- _EXERCISE OBJECTIVE_
Copy the items from the line containing "Detection annotation — mark the yellow" through the end of the items, swapping "snug" for "tight" and leaving everything else unchanged.

Rows from a dataset:
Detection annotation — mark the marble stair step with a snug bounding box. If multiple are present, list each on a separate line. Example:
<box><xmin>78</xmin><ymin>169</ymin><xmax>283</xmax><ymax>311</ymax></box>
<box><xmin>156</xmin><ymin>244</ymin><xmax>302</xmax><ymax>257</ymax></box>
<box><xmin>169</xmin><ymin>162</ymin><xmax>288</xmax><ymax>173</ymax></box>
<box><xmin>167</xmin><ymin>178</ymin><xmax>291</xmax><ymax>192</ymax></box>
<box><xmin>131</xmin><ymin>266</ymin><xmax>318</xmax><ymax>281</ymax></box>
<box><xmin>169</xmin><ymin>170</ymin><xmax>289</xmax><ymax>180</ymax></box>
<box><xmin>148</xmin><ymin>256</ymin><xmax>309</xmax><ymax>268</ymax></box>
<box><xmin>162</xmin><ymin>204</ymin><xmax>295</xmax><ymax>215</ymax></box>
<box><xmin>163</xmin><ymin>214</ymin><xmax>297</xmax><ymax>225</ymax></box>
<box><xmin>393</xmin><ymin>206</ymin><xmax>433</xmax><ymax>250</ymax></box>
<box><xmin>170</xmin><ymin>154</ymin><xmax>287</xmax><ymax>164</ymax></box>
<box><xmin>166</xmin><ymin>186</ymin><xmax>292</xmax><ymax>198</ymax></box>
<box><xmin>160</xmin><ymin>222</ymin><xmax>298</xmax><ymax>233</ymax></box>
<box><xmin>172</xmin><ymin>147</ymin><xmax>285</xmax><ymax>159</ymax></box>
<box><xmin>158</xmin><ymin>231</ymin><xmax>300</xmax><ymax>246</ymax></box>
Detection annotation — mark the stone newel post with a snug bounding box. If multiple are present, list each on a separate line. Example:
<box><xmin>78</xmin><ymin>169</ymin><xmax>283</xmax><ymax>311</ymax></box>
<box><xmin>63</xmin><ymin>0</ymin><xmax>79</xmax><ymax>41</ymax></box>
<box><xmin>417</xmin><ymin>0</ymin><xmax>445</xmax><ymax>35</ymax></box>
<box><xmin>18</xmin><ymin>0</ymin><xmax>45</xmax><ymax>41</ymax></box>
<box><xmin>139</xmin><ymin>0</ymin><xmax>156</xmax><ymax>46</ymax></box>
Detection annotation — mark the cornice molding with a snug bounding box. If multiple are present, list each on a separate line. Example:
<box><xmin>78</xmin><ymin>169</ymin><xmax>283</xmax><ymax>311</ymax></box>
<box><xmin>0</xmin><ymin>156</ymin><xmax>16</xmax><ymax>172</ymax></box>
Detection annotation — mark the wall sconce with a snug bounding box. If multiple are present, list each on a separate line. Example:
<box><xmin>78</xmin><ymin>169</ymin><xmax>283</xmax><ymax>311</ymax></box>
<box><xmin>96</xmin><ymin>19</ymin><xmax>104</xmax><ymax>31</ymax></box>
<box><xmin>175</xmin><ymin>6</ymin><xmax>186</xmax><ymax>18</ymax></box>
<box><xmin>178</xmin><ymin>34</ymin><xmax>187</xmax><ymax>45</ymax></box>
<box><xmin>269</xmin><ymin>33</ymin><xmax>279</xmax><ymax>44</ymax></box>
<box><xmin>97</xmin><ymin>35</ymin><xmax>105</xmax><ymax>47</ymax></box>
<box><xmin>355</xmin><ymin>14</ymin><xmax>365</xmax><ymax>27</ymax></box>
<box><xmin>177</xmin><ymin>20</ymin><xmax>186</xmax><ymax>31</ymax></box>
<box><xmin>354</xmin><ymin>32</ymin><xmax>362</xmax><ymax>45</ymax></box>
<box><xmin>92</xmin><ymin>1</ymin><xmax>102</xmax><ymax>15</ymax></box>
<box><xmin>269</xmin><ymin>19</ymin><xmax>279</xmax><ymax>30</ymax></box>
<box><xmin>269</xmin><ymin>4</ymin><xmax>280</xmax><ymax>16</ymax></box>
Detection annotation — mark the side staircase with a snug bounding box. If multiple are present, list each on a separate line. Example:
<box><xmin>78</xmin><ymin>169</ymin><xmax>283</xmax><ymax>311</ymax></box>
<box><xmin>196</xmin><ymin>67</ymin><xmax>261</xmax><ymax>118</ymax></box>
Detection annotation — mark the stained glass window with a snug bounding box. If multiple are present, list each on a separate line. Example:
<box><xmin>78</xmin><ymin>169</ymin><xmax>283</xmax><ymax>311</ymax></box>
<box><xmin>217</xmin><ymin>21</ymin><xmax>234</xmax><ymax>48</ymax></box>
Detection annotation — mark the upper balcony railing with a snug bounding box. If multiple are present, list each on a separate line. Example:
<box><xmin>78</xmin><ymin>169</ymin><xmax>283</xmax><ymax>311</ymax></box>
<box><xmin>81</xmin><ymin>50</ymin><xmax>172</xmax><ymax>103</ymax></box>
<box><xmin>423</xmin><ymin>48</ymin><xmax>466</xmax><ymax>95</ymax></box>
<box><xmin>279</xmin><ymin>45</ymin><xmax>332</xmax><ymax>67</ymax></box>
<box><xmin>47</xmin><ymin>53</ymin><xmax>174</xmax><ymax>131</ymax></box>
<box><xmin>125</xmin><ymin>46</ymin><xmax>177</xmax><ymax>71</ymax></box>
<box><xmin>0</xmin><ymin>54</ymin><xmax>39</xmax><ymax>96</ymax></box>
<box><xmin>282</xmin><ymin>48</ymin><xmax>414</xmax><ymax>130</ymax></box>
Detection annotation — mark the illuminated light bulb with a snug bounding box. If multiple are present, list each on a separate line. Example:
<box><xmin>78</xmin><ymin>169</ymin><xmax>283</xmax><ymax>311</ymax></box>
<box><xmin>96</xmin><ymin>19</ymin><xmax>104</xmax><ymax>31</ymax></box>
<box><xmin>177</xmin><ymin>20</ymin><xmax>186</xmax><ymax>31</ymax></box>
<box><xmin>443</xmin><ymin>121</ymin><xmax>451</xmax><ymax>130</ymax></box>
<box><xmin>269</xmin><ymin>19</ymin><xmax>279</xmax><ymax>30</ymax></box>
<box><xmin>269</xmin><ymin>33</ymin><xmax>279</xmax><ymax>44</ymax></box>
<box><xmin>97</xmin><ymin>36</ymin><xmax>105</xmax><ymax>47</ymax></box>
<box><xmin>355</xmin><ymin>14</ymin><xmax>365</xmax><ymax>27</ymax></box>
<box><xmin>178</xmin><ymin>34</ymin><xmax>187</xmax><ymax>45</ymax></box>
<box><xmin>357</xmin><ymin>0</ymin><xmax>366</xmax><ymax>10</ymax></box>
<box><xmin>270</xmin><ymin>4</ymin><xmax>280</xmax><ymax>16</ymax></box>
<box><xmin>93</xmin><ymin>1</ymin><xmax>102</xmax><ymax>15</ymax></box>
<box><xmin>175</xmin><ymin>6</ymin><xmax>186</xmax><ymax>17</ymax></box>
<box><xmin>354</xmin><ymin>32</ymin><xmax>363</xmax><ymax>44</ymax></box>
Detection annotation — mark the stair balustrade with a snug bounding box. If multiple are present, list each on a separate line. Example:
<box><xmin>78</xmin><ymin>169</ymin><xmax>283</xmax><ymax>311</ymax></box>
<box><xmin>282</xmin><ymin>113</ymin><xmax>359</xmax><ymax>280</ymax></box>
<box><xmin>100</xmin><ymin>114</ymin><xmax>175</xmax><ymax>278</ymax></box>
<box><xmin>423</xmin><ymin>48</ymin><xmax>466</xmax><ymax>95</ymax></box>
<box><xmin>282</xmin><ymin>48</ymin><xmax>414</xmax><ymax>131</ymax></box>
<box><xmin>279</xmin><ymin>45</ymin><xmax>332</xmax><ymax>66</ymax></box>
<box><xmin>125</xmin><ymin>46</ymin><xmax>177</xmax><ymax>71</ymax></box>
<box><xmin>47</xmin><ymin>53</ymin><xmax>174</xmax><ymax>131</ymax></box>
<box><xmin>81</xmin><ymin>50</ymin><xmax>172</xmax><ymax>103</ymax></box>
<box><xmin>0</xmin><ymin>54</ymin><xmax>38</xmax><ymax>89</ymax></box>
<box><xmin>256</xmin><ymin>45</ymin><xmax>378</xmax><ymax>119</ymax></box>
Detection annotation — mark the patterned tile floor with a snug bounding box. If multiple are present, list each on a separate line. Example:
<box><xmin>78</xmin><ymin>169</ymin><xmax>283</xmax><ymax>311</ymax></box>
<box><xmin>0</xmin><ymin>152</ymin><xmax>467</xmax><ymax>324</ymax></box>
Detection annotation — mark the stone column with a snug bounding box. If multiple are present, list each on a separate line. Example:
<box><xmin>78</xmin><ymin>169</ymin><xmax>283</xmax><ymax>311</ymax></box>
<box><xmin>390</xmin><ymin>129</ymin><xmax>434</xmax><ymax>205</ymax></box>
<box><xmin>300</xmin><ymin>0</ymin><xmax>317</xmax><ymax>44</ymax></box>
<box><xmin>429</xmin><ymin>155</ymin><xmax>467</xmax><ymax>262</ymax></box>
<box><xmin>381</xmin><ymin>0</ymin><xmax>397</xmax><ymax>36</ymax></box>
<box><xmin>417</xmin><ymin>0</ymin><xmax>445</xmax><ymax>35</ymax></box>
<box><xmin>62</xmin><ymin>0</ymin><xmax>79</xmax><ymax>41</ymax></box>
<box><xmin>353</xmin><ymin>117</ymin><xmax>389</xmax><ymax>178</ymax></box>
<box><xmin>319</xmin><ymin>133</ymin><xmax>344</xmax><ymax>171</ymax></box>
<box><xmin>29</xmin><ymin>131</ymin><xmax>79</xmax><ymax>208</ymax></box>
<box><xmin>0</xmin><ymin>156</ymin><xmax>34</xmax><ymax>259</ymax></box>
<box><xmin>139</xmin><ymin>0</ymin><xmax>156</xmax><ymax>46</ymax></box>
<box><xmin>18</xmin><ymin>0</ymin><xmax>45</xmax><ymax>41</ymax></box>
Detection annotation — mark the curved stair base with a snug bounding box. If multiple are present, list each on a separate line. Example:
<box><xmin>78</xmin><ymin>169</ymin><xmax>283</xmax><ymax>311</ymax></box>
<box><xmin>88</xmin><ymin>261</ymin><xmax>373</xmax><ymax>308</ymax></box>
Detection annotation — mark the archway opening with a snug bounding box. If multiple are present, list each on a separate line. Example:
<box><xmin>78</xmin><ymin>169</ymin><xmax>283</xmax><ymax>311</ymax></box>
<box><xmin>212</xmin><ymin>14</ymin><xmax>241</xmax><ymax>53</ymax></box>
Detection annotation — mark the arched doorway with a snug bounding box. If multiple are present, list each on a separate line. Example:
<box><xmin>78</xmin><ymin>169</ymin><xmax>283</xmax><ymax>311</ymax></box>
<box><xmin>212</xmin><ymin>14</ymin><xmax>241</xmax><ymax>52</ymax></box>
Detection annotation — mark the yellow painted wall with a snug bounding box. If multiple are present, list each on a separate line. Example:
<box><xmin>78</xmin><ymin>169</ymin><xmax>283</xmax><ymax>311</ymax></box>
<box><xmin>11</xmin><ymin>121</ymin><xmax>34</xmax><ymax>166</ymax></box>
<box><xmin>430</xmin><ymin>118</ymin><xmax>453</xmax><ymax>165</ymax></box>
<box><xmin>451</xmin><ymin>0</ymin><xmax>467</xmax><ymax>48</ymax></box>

- _PROBLEM SOLUTION_
Detection annotation — mark the yellow painted wall with a tight bounding box. If multiple are present, list each on a separate line. Example:
<box><xmin>78</xmin><ymin>169</ymin><xmax>283</xmax><ymax>311</ymax></box>
<box><xmin>11</xmin><ymin>121</ymin><xmax>34</xmax><ymax>166</ymax></box>
<box><xmin>430</xmin><ymin>118</ymin><xmax>453</xmax><ymax>165</ymax></box>
<box><xmin>451</xmin><ymin>0</ymin><xmax>467</xmax><ymax>48</ymax></box>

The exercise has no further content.